Data supplied:
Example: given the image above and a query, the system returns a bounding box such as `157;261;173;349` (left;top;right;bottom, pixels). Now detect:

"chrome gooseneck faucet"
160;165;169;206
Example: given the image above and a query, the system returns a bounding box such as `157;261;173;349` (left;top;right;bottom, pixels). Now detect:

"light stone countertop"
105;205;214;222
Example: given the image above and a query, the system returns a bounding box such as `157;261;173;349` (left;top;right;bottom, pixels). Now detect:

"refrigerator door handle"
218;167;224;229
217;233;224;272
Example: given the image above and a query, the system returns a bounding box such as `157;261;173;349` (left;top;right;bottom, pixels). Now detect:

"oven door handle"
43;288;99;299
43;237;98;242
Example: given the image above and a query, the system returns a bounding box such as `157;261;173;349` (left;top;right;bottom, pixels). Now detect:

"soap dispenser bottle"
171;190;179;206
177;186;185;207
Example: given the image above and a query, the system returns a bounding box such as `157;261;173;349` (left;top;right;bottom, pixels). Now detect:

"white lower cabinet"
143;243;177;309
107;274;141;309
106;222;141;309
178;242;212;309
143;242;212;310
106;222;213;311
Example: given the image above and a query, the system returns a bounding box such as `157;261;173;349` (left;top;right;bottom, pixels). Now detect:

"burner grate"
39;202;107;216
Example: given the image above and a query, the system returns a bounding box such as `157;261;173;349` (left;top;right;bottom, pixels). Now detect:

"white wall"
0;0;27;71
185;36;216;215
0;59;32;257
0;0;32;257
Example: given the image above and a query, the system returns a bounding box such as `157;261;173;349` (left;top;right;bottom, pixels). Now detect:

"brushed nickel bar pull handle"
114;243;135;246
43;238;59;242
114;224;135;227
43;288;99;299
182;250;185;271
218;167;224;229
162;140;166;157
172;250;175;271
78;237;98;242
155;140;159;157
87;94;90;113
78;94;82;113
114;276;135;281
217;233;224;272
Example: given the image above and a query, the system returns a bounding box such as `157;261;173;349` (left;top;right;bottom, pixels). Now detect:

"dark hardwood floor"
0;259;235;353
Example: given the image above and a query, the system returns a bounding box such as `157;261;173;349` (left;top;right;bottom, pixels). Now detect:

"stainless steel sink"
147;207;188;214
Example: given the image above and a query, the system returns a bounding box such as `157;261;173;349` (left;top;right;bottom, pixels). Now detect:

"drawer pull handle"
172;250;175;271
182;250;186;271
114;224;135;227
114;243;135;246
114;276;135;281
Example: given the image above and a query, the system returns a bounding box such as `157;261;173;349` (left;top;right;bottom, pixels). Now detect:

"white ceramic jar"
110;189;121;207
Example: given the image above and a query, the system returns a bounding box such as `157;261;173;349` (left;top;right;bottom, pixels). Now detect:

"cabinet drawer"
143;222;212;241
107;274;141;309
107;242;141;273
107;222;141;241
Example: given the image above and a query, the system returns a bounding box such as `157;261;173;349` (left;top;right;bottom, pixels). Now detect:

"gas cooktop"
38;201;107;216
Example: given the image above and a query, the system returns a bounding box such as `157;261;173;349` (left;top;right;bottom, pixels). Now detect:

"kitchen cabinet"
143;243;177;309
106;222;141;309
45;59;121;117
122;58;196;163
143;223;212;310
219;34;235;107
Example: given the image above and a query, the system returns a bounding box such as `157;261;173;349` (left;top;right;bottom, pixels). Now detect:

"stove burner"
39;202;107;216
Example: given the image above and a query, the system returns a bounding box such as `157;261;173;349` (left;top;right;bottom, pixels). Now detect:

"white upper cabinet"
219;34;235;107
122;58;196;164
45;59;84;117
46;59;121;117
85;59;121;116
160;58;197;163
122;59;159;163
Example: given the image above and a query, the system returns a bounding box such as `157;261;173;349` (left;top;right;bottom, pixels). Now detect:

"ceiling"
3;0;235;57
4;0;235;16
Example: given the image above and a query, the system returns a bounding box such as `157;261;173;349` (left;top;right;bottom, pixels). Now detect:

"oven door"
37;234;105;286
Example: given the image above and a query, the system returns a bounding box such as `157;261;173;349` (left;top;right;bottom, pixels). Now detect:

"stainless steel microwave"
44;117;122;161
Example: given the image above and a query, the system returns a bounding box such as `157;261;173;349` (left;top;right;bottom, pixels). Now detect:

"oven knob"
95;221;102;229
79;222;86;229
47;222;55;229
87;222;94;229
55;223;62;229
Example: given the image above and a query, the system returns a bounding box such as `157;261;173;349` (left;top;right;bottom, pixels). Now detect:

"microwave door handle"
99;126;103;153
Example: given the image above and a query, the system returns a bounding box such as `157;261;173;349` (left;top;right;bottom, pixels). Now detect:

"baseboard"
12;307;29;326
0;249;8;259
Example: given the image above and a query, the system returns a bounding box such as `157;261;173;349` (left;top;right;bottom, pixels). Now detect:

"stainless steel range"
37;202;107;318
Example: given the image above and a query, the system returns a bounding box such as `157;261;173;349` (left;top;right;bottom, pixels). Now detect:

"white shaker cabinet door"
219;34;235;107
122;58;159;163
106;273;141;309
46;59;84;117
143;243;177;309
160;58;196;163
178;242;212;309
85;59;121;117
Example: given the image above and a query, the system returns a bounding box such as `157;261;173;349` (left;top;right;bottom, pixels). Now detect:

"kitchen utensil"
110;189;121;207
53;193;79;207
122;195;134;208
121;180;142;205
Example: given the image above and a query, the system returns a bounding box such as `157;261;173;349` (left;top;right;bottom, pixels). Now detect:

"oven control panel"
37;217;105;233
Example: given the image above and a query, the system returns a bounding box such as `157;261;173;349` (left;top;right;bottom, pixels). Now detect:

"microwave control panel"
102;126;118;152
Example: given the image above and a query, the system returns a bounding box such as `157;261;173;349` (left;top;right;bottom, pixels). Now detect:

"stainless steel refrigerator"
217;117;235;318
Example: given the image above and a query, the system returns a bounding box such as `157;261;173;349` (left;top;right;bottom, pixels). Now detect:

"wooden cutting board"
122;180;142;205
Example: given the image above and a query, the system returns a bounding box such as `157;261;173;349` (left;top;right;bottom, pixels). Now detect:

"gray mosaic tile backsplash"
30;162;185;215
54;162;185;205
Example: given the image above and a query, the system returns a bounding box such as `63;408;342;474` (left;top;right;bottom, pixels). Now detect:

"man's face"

Written instruction: Rewrite all the records above, replacing every occurrence of "bounding box" with "rectangle" and leaving everything else unchanged.

Exercise answer:
Example: given the image above and a query, the system returns a rectangle such as `157;261;173;349` (left;top;right;bottom, pixels). Now detect:

"chrome gooseneck faucet"
160;165;169;206
Example: given the image above and a query, the system returns a rectangle such as `157;261;173;349` (left;top;right;bottom, pixels). Now detect:

"light stone countertop"
105;205;214;222
Example: given the image above and a query, the system returns a rectangle such as `157;261;173;349` (left;top;right;bottom, pixels). Now detect:

"refrigerator door handle"
218;167;224;229
217;233;224;272
Example: given the image above and a query, the system returns a rectangle such as `157;261;173;349` (left;top;right;bottom, pixels). Now detect:

"oven door handle"
43;288;99;299
43;237;98;242
Example: given the image above and a query, the system returns a rectangle such as `157;261;173;349` (left;top;right;bottom, pixels). Now detect:

"soap dispenser bottle"
171;190;179;206
177;186;185;207
Example: given the image above and a query, the system returns a rectangle such as `157;261;173;349` (left;top;right;bottom, pixels). Now detect:

"white lower cabinet"
143;243;177;309
107;274;141;309
106;222;141;309
178;242;212;309
143;242;212;310
106;222;213;311
Example: given the image above and a query, the system returns a rectangle such as `157;261;173;349` (left;top;right;bottom, pixels). Now detect:

"burner grate"
39;202;107;216
Example: given the image above and a query, the system returns a rectangle such as `157;261;173;349` (left;top;right;bottom, pixels). Now detect:

"white wall"
0;0;27;71
185;36;216;215
0;59;32;257
0;0;32;257
Example: given the image above and a query, the system returns a rectangle such as `157;261;173;349` (left;top;right;bottom, pixels). Now detect:

"brushed nickel bar pull handle"
114;243;135;246
43;238;59;242
114;224;135;227
43;288;99;299
182;250;185;271
218;167;224;229
162;140;166;157
172;250;175;271
78;237;98;242
155;140;159;157
87;94;90;113
78;94;82;113
114;276;135;281
217;233;224;272
Example: given the image above and a query, the system returns a rectangle such as `157;261;173;349` (left;top;right;bottom, pixels). Now detect:

"dark hardwood floor"
0;259;235;353
Example: given the image above and a query, the system returns a rectangle such as `157;261;173;349` (left;top;right;bottom, pixels). Now detect:

"stainless steel sink"
147;207;188;214
Example: given the image above and a query, the system returns a rectangle such as `157;261;173;349` (left;top;right;bottom, pixels). Now detect:

"drawer pull handle"
172;250;175;271
182;250;186;271
114;224;135;227
114;243;135;246
114;276;135;281
Example: given the image above and a query, the system returns a rectangle such as `157;261;173;349` (left;top;right;bottom, pixels). Now detect:

"white ceramic jar"
110;189;121;207
Example: given the image above and a query, the system returns a rectangle such as `157;261;173;349` (left;top;right;bottom, pixels). Now detect:

"cabinet drawer"
143;222;212;241
107;274;141;309
107;242;141;273
107;222;141;241
Example: given the image above and a query, the system returns a rectangle such as `157;261;173;349` (left;top;right;bottom, pixels). Now detect:

"gas cooktop"
38;201;107;216
Example: given the image above and a query, the system returns a rectangle such as `157;261;173;349` (left;top;right;bottom, pixels). Now detect:

"kitchen cabinet"
143;243;177;309
106;222;141;309
45;59;121;117
122;58;196;163
143;223;212;310
219;34;235;107
Example: given the image above and a query, the system returns a rectangle such as `157;261;173;349` (left;top;right;bottom, pixels). Now detect:

"stove burner"
39;202;107;216
Example: given the image above and a query, the system returns a rectangle such as `157;261;173;349` (left;top;right;bottom, pixels). Now detect:

"white upper cabinet"
219;34;235;107
122;58;196;164
45;59;84;117
46;59;121;117
85;59;121;116
160;58;197;163
122;59;159;163
Example: given the image above and a query, the system returns a rectangle such as `157;261;173;349` (left;top;right;bottom, pixels). Now detect:

"ceiling"
3;0;235;57
4;0;235;16
Example: given the image above and a query, the system returns a rectangle such as `157;261;173;349` (left;top;right;bottom, pixels). Now detect:

"oven door"
37;234;105;286
Example: given the image above and a query, the system returns a rectangle such as `157;261;173;349` (left;top;right;bottom, pixels). Now detect:

"stainless steel microwave"
44;117;122;161
Example: given the image above and a query, the system returns a rectangle such as `157;261;173;349` (left;top;right;bottom, pixels). Now detect:

"oven knob"
95;221;102;229
79;222;86;229
47;222;55;229
87;222;94;229
55;223;62;229
Example: given the image above and a query, the system returns a rectangle such as `157;261;173;349` (left;top;right;bottom, pixels). Now detect:

"microwave door handle"
99;126;103;153
Example: given the image above and a query, the system returns a rectangle such as `157;261;173;349` (left;top;right;bottom, pixels). Now detect:

"baseboard"
12;307;29;326
0;249;8;259
Example: given the image above and a query, the system returns a rectangle such as `157;261;173;349` (left;top;right;bottom, pixels). Now detect:

"stainless steel range"
37;202;107;318
Example: given the image above and a query, the system returns a rectangle such as `157;261;173;349` (left;top;right;bottom, pixels). Now detect:

"white shaker cabinet door"
219;34;235;107
122;58;159;163
106;273;141;309
46;59;84;117
143;243;177;309
160;58;196;163
178;242;212;309
85;59;121;117
Example: given the image above and a query, the system returns a rectangle such as `157;261;173;349` (left;top;right;bottom, pixels). Now detect:

"kitchen utensil"
110;189;121;207
53;193;79;207
122;195;134;208
121;180;142;205
Example: given the image above and a query, the system returns a rectangle such as `157;261;173;349` (left;top;right;bottom, pixels). Now detect:

"oven control panel"
37;217;105;233
Example: given the image above and a query, the system returns a rectangle such as `157;261;173;349` (left;top;right;bottom, pixels). Now detect:

"microwave control panel"
102;126;118;152
Example: given the image above and a query, the system returns a rectangle such as `157;261;173;349` (left;top;right;bottom, pixels). Now detect:

"stainless steel refrigerator"
217;117;235;318
Example: given the image above and a query, the system returns a rectangle such as `157;261;173;349` (left;top;right;bottom, pixels). Now detect:

"wooden cutting board"
122;180;142;205
Example: given the image above and a query, the system returns a rectangle such as `157;261;173;349` (left;top;right;bottom, pixels). Now detect:

"gray mosaic tile backsplash"
30;162;185;215
54;162;185;205
Example: given the image above and a query, the system returns a rectangle such as `63;408;342;474` (left;top;right;bottom, pixels). Now detect:

"man's face"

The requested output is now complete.